Tasks to carry out >>
1. Rewrite the training-objective excerpt between "3.4. Training Objective" and "for unlabeled data.", inclusive, replacing "DURPEL" with "the proposed framework".
2. According to the training-objective excerpt, what loss is typically used as the supervised loss for labeled samples?

The specific form of f can be a product or a weighted sum of these normalized components, designed to amplify the weights of consistent, moderately uncertain, and challenging samples, while down-weighting highly uncertain or trivial ones. For instance, a simple multiplicative form could be $w_u=C_E\left(\alpha \left(u\right)\right)·C_{cons}\left(u\right)·D_{score}\left(u\right)$, where $D_{score}\left(u\right)$ implicitly incorporates the uncertainty.

3.4. Training Objective

The overall training objective of DURPEL combines a supervised loss for labeled data and a weighted consistency loss for unlabeled data.

3.4.1. Supervised Loss

For labeled samples $(x_l,y_l)\in {\mathcal{D}}_L$, the supervised loss ${\mathcal{L}}_s$ is typically the cross-entropy loss between the model’s prediction and the true label. As DURPEL employs an ensemble of student models, we average the loss across the models:

$$\begin{array}{cc}\hfill {\mathcal{L}}_s& ={\displaystyle \frac{1}{|{\mathcal{D}}_L|M}}\sum _{(x_l,y_l)\in {\mathcal{D}}_L}\sum _{i=1}^M\mathrm{CE}(y_l,P_{S_i}\left(x_l\right))\hfill \end{array}$$

(9)

where $\mathrm{CE}(·,·)$ denotes the cross-entropy function.

3.4.2. Consistency Loss

For unlabeled samples $u\in {\mathcal{D}}_U$ that have been assigned a valid pseudo-label ${\widehat{y}}_u$ with weight $w_u$ by the UAPL and ASRW modules, the consistency loss ${\mathcal{L}}_u$ encourages the student models to produce similar predictions for strongly augmented views $A\left(u\right)$ as for the pseudo-label derived from weak augmentations. We use a mean squared error (MSE) or cross-entropy based consistency loss:

$$\begin{array}{cc}\hfill {\mathcal{L}}_u& ={\displaystyle \frac{1}{|{\mathcal{D}}_U^{\mathrm{valid}}|}}\sum _{u\in {\mathcal{D}}_U^{\mathrm{valid}}}{w}_u·{\displaystyle \frac{1}{M}}\sum _{i=1}^M\mathrm{CE}({\widehat{y}}_u,P_{S_i}\left(A\left(u\right)\right))\hfill \end{array}$$

(10)

where ${\mathcal{D}}_U^{\mathrm{valid}}$ denotes the set of unlabeled samples for which a valid pseudo-label has been generated and weighted.

3.4.3. Total Loss

The total loss function $\mathcal{L}$ for training DURPEL is a weighted sum of the supervised loss and the consistency loss:

$$\begin{array}{cc}\hfill \mathcal{L}& ={\mathcal{L}}_s+\lambda {\mathcal{L}}_u\hfill \end{array}$$

(11)

Data >>
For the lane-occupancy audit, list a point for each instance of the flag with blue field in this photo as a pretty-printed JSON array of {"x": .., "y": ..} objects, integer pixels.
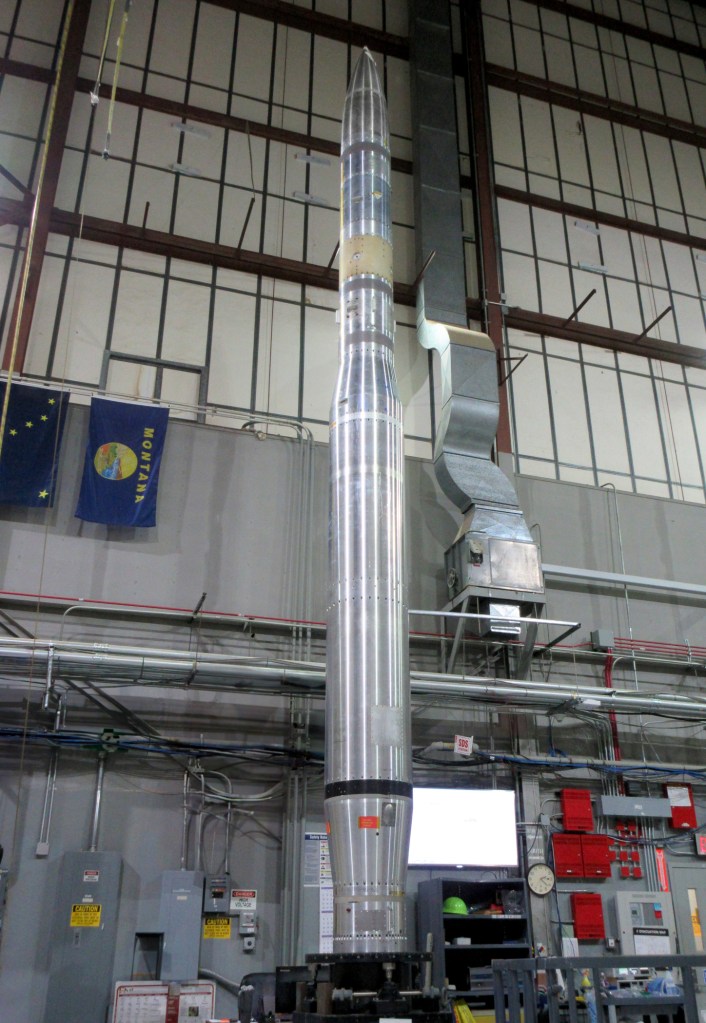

Exercise results >>
1.
3.4. Training Objective

The overall training objective of the proposed framework combines a supervised loss for labeled data and a weighted consistency loss for unlabeled data.

2. The cross-entropy loss between the model's prediction and the true label.